Zu viel Routine und zu wenig Herzblut

Einstweilen bietet das ziemlich seminarmäßig dekorierte Restaurant des Hotels (beige Wände, beige Tischläufer, beige-braun gestreifte Bänke ...) noch wenig Grund, den breiten Weg an die Westausfahrt auf sich zu nehmen - der Frühling und der Gastgarten zum Park bieten da hoffentlich mehr Verlockung.

Bis dahin sollte sich auch Baumkirchner wieder gefunden haben. Während die klassisch wienerischen Gerichte - kräuterwürziges Kalbsbeuschel, im Butterschmalz gebackenes Wiener Schnitzel (allerdings mit gar breiigem Erdäpfel-Vogerlsalat) oder Zwiebelrostbraten ihm sehr routiniert von der Hand gehen, wirken viele Gerichte des mit "Baumkirchners Moderne" überschriebenen Teils der Karte leider auch so: mit zu viel Routine und zu wenig Herzblut gekocht. Die im Stil satt abgeschmalzener Speiskartenlyrik betitelten Kreationen wirken bei aller Qualität oft achtlos zubereitet.

Bei "Carpaccio vom Spitzpaprika trifft Kräuter, Nüsse und Ziegenhartkäse" etwa entwickelt die gegrillte Schote kraftvollen, rauchigen Schmelz am Gaumen, auch die Kombination mit Ziegenkäse funktioniert - die in großen Stücken darübergestreuten exotischen Nüsse (Para, Cashew, Pekan ...) aber wirken nicht nur deplatziert, sie sind auch jenseits der Ranzgrenze.

━━━━

### SCHRIFTLICHE AUFGABE A:
Schreib die Datenzeilen Wort für Wort ab: Beginne bei der Zeile mit „Where can you see the glass“ und höre nach der Zeile mit „column 203, row 33“ auf. Lass die Bilder in deiner Antwort weg.
Die Restaurantkritik und die Datenzeilen sind voneinander unabhängiges Material.

(Einträge mit Koordinatenannotationen)
━━━━

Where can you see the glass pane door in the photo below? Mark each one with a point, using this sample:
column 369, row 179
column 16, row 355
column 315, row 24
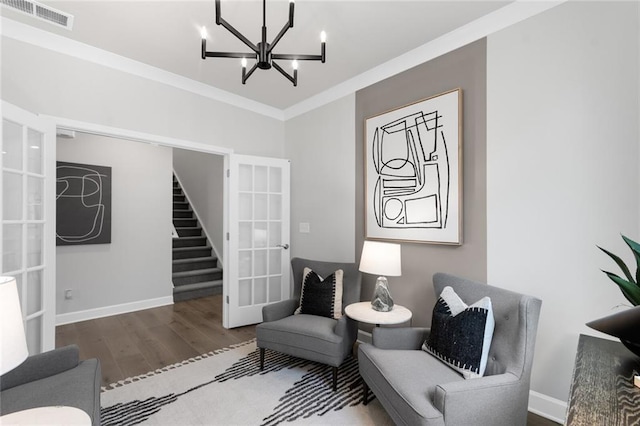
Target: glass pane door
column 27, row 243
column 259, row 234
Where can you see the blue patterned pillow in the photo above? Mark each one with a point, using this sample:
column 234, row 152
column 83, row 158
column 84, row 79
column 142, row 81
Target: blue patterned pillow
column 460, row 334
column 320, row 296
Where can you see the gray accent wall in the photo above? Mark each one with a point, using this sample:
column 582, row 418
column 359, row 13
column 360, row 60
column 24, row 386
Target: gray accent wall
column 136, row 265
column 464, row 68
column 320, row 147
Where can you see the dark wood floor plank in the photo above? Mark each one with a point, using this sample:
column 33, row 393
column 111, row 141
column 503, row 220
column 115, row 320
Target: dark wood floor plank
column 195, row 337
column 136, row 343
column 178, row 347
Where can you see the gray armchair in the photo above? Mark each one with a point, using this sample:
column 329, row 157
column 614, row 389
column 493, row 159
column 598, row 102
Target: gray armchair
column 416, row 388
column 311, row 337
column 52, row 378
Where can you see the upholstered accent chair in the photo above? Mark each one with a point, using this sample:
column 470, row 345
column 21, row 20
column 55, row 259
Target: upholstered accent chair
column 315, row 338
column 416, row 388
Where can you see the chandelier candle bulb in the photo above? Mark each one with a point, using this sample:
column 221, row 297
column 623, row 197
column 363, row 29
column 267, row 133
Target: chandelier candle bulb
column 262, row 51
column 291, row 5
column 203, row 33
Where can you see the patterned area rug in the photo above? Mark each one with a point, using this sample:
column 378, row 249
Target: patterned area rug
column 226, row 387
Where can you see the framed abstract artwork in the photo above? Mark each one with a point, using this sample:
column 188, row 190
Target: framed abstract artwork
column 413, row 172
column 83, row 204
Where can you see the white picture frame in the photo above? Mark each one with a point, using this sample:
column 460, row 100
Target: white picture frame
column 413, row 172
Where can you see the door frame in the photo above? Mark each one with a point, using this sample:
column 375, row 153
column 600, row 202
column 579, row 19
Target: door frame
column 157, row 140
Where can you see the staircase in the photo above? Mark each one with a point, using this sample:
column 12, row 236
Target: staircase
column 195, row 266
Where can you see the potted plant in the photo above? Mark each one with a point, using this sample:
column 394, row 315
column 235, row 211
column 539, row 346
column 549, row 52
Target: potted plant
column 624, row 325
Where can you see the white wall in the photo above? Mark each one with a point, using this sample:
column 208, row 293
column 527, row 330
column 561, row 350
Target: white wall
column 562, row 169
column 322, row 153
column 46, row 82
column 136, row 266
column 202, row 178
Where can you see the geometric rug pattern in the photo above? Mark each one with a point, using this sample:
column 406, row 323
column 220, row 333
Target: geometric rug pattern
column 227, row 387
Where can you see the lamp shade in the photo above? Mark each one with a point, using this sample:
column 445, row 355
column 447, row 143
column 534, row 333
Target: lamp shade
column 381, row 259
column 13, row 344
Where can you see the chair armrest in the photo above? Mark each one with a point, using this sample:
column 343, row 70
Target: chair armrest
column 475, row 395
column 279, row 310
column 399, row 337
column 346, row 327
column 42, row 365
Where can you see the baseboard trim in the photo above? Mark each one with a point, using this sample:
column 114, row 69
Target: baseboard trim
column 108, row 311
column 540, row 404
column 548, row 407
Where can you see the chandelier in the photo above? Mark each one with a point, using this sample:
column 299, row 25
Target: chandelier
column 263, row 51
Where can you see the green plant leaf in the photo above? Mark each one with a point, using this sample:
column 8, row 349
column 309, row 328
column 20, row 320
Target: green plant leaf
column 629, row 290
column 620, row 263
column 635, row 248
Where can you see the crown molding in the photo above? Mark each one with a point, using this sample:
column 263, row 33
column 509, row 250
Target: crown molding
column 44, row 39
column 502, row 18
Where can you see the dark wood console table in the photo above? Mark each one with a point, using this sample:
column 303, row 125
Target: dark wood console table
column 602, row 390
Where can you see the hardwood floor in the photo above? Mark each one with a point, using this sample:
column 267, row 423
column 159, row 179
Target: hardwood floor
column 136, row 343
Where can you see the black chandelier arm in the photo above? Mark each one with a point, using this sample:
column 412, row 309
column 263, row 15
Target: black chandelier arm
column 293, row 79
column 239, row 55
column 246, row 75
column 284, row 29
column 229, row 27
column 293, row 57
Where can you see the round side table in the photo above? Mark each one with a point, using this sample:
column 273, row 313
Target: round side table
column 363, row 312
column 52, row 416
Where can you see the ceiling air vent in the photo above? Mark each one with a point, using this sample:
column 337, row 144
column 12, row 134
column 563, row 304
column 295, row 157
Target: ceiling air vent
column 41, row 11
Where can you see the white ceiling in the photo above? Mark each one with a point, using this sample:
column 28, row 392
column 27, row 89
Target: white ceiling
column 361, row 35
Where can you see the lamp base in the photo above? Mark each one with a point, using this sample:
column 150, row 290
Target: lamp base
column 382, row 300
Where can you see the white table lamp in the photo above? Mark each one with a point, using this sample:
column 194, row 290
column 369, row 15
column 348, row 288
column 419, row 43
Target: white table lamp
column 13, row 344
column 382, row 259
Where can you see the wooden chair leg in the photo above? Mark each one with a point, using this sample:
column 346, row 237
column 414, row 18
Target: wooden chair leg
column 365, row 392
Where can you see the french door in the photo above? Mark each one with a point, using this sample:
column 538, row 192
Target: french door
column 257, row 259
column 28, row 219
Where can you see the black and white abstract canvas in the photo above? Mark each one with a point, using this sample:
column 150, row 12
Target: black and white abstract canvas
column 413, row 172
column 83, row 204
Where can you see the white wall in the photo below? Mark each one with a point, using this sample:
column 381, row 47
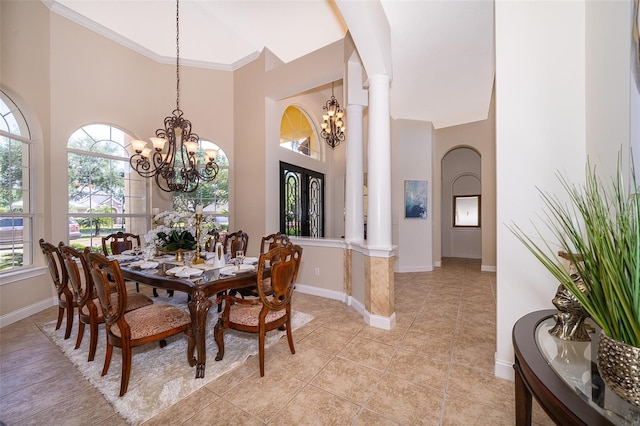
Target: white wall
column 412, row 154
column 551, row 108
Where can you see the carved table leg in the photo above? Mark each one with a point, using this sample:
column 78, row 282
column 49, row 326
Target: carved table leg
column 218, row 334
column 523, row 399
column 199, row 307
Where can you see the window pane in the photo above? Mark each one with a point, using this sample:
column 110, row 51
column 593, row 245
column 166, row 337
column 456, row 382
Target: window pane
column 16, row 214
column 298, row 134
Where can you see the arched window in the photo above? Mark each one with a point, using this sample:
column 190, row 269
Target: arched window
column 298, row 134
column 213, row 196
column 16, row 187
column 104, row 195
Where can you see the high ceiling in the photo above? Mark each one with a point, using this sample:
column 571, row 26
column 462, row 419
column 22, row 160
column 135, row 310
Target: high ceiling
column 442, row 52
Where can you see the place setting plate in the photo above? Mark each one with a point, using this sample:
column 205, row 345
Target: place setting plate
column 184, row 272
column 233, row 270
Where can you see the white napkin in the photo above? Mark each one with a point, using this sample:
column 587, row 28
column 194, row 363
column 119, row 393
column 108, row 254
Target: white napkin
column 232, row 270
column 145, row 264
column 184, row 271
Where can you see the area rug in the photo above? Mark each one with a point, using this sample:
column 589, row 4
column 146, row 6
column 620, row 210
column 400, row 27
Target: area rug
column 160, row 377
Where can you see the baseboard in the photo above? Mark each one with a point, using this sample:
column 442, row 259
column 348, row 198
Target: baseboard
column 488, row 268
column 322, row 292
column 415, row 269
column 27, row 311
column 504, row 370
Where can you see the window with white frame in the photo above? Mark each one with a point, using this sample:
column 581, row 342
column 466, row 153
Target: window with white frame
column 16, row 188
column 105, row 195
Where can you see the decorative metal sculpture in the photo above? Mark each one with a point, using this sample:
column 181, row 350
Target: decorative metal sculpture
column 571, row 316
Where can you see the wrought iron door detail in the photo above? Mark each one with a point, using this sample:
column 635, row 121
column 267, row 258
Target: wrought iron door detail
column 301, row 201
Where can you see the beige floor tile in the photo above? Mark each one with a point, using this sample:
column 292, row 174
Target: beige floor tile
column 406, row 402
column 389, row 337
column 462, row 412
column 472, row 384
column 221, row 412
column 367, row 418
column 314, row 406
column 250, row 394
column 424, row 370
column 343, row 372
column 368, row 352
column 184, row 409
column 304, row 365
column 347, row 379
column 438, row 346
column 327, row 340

━━━━

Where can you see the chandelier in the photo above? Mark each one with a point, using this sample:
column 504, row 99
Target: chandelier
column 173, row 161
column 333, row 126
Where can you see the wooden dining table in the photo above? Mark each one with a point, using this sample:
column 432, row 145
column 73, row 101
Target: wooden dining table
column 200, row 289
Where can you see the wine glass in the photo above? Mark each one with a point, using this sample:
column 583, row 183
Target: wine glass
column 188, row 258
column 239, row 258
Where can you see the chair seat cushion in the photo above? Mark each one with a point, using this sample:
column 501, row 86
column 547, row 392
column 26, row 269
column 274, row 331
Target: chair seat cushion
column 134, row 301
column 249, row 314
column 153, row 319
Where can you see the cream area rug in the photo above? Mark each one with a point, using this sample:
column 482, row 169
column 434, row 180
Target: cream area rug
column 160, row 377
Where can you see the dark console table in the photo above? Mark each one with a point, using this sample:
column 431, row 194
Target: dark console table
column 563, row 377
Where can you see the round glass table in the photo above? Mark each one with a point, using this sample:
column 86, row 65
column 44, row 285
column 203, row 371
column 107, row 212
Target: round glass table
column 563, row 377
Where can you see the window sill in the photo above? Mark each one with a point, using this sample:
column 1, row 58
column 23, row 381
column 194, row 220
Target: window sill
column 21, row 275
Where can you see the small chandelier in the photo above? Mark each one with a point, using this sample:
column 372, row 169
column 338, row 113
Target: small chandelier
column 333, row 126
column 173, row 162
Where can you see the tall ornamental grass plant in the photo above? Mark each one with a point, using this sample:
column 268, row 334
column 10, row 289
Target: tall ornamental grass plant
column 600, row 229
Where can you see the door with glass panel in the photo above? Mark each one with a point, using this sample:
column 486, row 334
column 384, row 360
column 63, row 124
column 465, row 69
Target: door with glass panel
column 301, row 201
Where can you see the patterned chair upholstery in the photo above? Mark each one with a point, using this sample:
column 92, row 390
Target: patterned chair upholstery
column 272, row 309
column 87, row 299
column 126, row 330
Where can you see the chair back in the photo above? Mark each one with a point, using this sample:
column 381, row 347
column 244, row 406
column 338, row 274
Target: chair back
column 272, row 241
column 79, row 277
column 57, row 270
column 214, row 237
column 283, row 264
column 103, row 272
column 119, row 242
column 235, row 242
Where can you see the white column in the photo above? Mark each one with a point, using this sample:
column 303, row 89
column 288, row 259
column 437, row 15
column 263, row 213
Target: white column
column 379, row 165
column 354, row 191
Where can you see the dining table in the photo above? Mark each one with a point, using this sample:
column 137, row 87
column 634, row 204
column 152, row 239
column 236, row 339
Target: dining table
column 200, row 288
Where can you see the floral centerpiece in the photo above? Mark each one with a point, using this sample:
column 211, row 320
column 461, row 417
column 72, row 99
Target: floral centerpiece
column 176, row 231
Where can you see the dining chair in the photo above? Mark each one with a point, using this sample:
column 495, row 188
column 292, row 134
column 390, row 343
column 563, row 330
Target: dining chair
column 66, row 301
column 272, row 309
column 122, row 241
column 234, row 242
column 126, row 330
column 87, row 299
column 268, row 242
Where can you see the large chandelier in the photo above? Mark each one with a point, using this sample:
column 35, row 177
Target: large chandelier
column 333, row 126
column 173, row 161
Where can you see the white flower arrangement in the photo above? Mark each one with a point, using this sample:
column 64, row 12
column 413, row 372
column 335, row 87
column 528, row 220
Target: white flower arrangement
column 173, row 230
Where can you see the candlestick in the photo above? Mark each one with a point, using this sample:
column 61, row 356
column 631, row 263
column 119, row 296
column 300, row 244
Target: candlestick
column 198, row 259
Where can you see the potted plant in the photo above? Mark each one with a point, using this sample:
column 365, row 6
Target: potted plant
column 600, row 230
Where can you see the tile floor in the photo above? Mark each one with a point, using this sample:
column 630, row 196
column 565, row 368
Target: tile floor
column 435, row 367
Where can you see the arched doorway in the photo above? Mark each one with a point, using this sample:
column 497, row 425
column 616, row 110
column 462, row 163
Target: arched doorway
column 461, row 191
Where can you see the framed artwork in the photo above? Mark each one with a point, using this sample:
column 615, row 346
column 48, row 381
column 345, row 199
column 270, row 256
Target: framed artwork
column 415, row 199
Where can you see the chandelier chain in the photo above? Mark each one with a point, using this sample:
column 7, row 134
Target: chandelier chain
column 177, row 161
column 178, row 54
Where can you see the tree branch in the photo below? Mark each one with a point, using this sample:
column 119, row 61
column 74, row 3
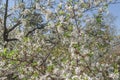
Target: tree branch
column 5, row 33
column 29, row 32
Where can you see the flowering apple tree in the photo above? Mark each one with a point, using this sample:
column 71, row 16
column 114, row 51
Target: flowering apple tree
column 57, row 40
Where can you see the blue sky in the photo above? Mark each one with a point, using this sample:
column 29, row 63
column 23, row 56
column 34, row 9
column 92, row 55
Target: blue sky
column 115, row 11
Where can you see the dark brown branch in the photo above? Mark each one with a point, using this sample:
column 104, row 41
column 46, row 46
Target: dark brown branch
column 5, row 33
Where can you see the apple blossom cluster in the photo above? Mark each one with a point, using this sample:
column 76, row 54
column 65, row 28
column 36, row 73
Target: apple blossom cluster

━━━━

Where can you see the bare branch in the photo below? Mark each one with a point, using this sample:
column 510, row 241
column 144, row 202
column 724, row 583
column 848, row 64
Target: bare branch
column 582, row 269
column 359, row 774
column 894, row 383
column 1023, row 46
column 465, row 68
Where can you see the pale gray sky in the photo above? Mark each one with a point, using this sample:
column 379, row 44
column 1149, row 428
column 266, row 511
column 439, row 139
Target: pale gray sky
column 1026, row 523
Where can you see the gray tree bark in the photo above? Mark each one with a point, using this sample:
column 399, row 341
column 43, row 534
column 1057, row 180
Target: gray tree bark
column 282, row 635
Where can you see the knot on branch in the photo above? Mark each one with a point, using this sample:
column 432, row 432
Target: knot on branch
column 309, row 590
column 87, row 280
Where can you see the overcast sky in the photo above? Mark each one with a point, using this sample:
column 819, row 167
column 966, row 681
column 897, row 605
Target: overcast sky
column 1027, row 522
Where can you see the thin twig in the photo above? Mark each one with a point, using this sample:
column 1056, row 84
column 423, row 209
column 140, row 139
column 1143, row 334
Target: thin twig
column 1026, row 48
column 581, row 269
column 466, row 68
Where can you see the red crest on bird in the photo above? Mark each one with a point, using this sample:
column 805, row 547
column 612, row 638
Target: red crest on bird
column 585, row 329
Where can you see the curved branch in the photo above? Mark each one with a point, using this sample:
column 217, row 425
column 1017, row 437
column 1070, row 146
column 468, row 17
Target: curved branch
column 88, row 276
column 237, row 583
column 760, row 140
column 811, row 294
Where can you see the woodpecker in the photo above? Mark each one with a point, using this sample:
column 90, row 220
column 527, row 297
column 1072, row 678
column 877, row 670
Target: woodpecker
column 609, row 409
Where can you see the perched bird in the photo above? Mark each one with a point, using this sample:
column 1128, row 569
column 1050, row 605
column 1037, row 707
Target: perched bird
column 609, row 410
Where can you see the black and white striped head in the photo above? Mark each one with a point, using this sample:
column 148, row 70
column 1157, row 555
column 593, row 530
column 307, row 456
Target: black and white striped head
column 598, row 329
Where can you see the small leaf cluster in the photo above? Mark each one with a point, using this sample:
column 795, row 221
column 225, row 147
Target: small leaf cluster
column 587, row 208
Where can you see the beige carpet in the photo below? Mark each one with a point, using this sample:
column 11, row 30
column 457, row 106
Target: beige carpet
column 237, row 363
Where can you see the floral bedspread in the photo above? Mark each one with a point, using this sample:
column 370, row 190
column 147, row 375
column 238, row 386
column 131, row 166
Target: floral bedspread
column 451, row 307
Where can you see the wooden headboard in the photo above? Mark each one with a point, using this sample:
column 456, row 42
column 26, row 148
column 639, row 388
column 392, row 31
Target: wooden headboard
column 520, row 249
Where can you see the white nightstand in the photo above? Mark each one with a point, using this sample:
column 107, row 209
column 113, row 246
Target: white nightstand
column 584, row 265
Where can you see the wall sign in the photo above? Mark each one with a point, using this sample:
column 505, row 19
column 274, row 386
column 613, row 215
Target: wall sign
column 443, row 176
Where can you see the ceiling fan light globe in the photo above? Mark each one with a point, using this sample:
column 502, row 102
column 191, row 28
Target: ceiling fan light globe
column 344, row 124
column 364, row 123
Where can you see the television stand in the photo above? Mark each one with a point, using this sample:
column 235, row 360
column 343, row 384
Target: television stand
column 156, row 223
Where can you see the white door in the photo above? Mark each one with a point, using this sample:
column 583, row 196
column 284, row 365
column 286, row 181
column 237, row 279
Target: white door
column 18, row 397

━━━━

### SCHRIFTLICHE AUFGABE B:
Fasse den Absatz der Restaurantkritik, der mit „Bis dahin sollte sich auch Baumkirchner“ beginnt, als kurze Stichpunktliste zusammen und behalte dabei seine wichtigsten Aussagen bei.

### ANTWORT ZUR ÜBUNG A:
Where can you see the glass pane door in the photo below? Mark each one with a point, using this sample:
column 369, row 179
column 16, row 355
column 315, row 24
Target: glass pane door
column 27, row 243
column 259, row 234
Where can you see the blue patterned pillow in the photo above? Mark each one with a point, using this sample:
column 234, row 152
column 83, row 158
column 84, row 79
column 142, row 81
Target: blue patterned pillow
column 460, row 334
column 320, row 296
Where can you see the gray accent wall in the photo above? Mark each one with a point, using this sample:
column 582, row 418
column 359, row 13
column 360, row 60
column 24, row 386
Target: gray accent wall
column 136, row 265
column 464, row 68
column 320, row 147
Where can you see the dark wood floor plank in the photo above? Mark each one with a point, using this sample:
column 33, row 393
column 111, row 141
column 503, row 220
column 115, row 320
Target: dark wood floor plank
column 195, row 337
column 136, row 343
column 178, row 347
Where can you see the gray armchair in the photo above? Mark each one with a point, using this sample:
column 329, row 157
column 614, row 389
column 493, row 159
column 598, row 102
Target: gray armchair
column 416, row 388
column 311, row 337
column 52, row 378
Where can you see the upholstered accent chair in the photo above? Mark each one with a point, using this sample:
column 470, row 345
column 21, row 20
column 55, row 259
Target: upholstered accent chair
column 315, row 338
column 416, row 388
Where can you see the chandelier candle bulb in the photo above? Mark each one with a point, using this sample:
column 221, row 297
column 623, row 197
column 363, row 29
column 267, row 133
Target: chandelier candle bulb
column 262, row 51
column 291, row 5
column 203, row 33

### ANTWORT ZUR ÜBUNG B:
- Bis dahin sollte Baumkirchner sich wieder gefunden haben.
- Klassisch wienerische Gerichte gelingen ihm sehr routiniert: kräuterwürziges Kalbsbeuschel, in Butterschmalz gebackenes Wiener Schnitzel (allerdings mit breiigem Erdäpfel-Vogerlsalat) und Zwiebelrostbraten.
- Viele Gerichte aus dem Kartenteil „Baumkirchners Moderne“ wirken dagegen mit zu viel Routine und zu wenig Herzblut gekocht.
- Die im Stil von Speisekartenlyrik betitelten Kreationen wirken trotz ihrer Qualität oft achtlos zubereitet.